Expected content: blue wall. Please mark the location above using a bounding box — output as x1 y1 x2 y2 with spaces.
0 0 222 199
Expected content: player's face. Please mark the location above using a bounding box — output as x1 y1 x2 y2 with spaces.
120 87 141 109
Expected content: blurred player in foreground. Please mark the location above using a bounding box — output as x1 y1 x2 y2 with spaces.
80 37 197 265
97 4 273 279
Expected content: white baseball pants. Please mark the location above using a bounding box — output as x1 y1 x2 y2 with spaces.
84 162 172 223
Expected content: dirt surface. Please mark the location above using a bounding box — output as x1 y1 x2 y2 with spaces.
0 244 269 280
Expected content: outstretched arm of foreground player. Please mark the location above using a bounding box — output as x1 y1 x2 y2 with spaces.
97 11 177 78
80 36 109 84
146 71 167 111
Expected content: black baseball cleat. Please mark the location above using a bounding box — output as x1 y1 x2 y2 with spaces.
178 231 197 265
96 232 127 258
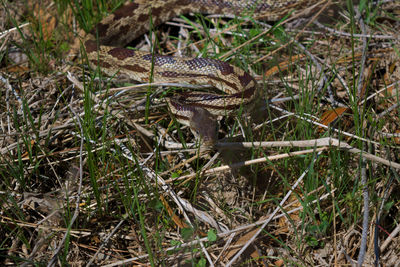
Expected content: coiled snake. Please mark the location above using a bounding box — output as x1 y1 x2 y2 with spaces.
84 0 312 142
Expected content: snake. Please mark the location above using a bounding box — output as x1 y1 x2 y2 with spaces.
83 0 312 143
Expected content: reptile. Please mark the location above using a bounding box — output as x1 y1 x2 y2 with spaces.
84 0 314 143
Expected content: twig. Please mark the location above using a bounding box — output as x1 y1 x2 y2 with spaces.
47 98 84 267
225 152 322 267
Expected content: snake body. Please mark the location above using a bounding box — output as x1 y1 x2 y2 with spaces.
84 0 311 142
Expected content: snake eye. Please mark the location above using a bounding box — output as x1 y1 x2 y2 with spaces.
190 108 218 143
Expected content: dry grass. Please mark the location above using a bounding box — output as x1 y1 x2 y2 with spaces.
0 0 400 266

Work to do: Copy out the items word for word, starting at the very first line and ending at the line that contains "120 87 141 109", with both of those lines included.

Worked answer:
Expected content: blue wall. Please mark the location above using a bounding box — output as x1 y1 x2 y2 with spaces.
0 0 222 199
Expected content: player's face. Please mark the location above using a bounding box — output as x1 y1 x2 y2 with spaces.
120 87 141 109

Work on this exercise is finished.